======== GIVEN RECORDS

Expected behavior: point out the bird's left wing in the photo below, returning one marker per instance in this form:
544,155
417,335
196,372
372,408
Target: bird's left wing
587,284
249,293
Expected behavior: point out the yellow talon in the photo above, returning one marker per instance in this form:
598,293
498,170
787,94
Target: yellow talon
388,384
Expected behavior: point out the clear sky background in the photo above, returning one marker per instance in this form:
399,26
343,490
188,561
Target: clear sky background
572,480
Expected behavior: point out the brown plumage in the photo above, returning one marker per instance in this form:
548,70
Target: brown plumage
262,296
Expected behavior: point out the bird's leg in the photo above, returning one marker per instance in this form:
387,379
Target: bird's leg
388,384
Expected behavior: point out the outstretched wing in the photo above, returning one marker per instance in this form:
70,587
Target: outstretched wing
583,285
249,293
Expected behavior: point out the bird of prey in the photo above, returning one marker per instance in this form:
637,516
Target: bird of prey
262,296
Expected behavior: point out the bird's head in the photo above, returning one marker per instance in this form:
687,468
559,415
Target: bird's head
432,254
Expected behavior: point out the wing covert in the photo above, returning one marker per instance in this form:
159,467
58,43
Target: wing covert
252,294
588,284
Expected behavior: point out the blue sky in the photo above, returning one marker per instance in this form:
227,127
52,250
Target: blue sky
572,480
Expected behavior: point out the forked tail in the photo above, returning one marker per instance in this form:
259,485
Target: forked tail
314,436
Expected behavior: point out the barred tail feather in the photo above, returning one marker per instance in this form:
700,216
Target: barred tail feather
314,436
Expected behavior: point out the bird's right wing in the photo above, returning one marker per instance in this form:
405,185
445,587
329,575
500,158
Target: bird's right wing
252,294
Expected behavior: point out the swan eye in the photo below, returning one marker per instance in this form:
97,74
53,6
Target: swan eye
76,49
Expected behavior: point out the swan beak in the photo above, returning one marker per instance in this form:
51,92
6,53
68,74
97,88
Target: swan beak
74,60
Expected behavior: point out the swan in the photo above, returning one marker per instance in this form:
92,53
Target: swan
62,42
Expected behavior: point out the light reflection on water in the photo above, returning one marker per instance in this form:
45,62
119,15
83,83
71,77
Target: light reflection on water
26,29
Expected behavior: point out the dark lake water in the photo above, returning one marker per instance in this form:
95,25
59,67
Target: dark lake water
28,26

================

EXERCISE – Give back the complete data exactly as supplied.

EXERCISE ANSWER –
Expected behavior: point out the bird's left wing in the photo below, returning one marker per instance in this form:
544,155
417,335
196,372
372,408
Target: bird's left wing
587,284
249,293
Expected behavior: point out the yellow talon in the photo above, returning one marker per instance in this form:
598,293
498,170
787,94
Target: yellow talon
388,384
Expected behavior: point out the clear sky background in the photo above, returning one marker per instance in this form:
399,26
343,490
188,561
Target: clear sky background
572,480
Expected behavior: point out the brown plumage in the photo above, returning one marker per instance in this form:
548,70
Target: brown plumage
262,296
Expected behavior: point out the bird's leg in the photo above, returning one marker per instance in this form:
387,379
Target: bird's leg
388,384
Expected behavior: point out the outstretched wing in the photo above, returning one marker per instance in this form:
70,587
Target: outstretched wing
583,285
249,293
Expected behavior: point out the bird of prey in the photo above, returning one marker per instance in this form:
637,516
Target: bird of prey
262,296
Expected behavior: point out the bird's head in the photo above, returning one marker per instance in this form:
687,468
559,415
Target: bird's head
432,254
Expected behavior: point out the wing covert in the photo above, returning one marker per instance in this form:
159,467
58,43
Target: wing covert
252,294
588,284
Expected behavior: point out the blue sky in the photo above, returning one marker per instance in this form:
227,127
52,250
Target: blue sky
572,480
Expected behavior: point out the forked tail in the photo above, returning one marker per instance in this form:
259,485
Target: forked tail
314,436
Expected behavior: point out the barred tail feather in the photo above, returning one marker per instance in this form:
700,216
Target: barred tail feather
314,436
Expected behavior: point out the bird's right wing in the photo above, returning one marker per instance in this form:
405,185
445,587
329,575
500,158
Target: bird's right wing
252,294
Expected behavior: point out the swan eye in the photo below, returning one marker per instance in this form:
97,74
53,6
Target: swan eye
76,49
Expected behavior: point out the swan beak in the photo above, returning one marker per instance in this form:
51,92
6,53
68,74
97,88
Target: swan beak
74,60
Expected behavior: point out the swan in the photo above, returning one marker per instance in this form:
92,53
Target: swan
62,42
Expected behavior: point out the light reflection on water in the photo above, returning one marker per instance in this form:
45,62
119,15
83,83
71,77
Target: light reflection on water
26,29
Expected behavior: point out the dark lake water in the photo above, returning one marker per instance in this form:
95,25
59,67
Target: dark lake water
28,26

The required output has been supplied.